# [WHAT IS REQUIRED]
Each record is to be transcribed exactly.

>> Begin DATA SUPPLIED

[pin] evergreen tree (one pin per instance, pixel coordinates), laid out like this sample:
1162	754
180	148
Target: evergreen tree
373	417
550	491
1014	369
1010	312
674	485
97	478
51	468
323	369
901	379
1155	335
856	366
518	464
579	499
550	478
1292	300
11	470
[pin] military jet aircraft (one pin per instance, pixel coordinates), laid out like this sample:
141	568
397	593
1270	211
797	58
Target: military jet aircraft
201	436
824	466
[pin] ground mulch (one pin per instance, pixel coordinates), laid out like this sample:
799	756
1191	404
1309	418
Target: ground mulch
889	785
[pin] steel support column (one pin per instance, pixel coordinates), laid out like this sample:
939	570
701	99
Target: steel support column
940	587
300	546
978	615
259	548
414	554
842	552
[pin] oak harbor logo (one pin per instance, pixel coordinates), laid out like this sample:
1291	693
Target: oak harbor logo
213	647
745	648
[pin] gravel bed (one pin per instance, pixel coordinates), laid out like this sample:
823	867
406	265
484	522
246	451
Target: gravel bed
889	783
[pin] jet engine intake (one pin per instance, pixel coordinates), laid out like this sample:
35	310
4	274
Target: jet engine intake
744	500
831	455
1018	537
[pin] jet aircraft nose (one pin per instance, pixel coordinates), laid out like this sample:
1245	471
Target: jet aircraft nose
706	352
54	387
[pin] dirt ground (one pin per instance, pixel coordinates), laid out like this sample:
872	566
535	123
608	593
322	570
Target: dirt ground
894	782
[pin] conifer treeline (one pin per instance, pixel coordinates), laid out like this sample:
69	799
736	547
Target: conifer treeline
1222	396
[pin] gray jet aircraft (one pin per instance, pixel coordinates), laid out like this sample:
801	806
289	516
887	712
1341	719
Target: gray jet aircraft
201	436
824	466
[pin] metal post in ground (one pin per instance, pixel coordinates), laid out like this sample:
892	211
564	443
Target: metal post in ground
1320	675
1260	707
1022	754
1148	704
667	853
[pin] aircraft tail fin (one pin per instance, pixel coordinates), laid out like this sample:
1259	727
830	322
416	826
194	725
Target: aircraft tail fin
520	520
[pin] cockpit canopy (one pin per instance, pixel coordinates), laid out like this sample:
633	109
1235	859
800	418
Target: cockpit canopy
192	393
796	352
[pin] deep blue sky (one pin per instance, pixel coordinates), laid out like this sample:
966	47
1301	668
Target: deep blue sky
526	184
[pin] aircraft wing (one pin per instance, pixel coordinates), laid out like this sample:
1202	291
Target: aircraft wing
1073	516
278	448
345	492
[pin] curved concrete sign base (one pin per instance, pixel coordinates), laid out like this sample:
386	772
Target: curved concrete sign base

>> End DATA SUPPLIED

# [RESPONSE]
[pin] evergreen tree (one pin per instance, pixel coordinates), laid out like this sample:
1162	754
180	148
Target: evergreen tree
373	417
550	491
1014	369
1010	312
674	485
97	478
51	468
323	369
901	379
1155	335
856	366
518	464
579	499
550	478
1292	300
11	470
[pin] military jet aircraft (one pin per instance, pixel coordinates), laid out like this sample:
141	568
397	593
1270	211
797	58
Target: military jet aircraft
201	436
824	466
[pin] ground mulch (one pin per instance, pixel coordinates), laid out like this sample:
799	756
1191	404
1309	418
Target: ground mulch
889	785
[pin] steel support column (one pin per instance, pixel coordinates), laid out like this sample:
939	570
701	99
Target: steel support column
940	587
300	546
978	615
259	548
414	554
842	552
[pin] oak harbor logo (one pin per instance, pixel coordinates), laid out like this sample:
1291	693
Target: oak harbor logo
213	647
745	648
[pin] gravel bed (one pin per instance, pixel coordinates), laid out like this sample:
823	867
406	265
484	522
246	451
Target: gravel bed
889	783
[pin] jet engine intake (one pin per instance, pixel coordinates), laid out like this sample:
35	310
4	274
Target: jet engine intake
744	500
831	455
1018	537
[pin] jet aircraft nose (one pin per instance, pixel coordinates), laid out like this sample:
1245	471
Target: jet aircraft nose
706	352
54	387
[pin] dirt ground (one pin per instance, pixel coordinates), laid out like this sample:
872	566
535	123
608	593
322	570
Target: dirt ground
894	782
[pin] conifer treeline (one pin per instance, pixel coordinates), laid out like this sample:
69	799
736	547
Target: conifer treeline
1222	396
[pin] gray jet aircraft (one pin per instance, pixel coordinates), laid out like this sample:
801	806
289	516
887	712
1341	719
Target: gray jet aircraft
201	436
824	466
[pin] metal post in ground (one pin per instance, pixel coordinates), laid out like this sample:
892	211
564	443
Target: metal post in ground
1320	675
1260	707
1022	754
1148	704
667	853
[pin] aircraft tail fin (one pin per instance, pixel coordinates), laid out like this sample:
1259	727
830	322
416	826
194	725
Target: aircraft tail fin
520	520
[pin] cockpit canopy (one pin per instance, pixel coordinates), laid out like this sample:
633	109
1235	859
800	418
Target: cockpit canopy
192	393
796	352
[pin] deep blue sky (one pin per instance, pixel coordinates), laid out like this sample:
966	47
1301	668
Target: deep blue sky
526	184
[pin] aircraft wing (one pin per instance, pixel coordinates), laid out like this sample:
1202	291
Target: aircraft wing
1073	516
278	448
345	492
[pin] curved concrete sign base (one pin per instance, pixel coordinates), laid out like this sample:
386	772
Target: curved concrete sign base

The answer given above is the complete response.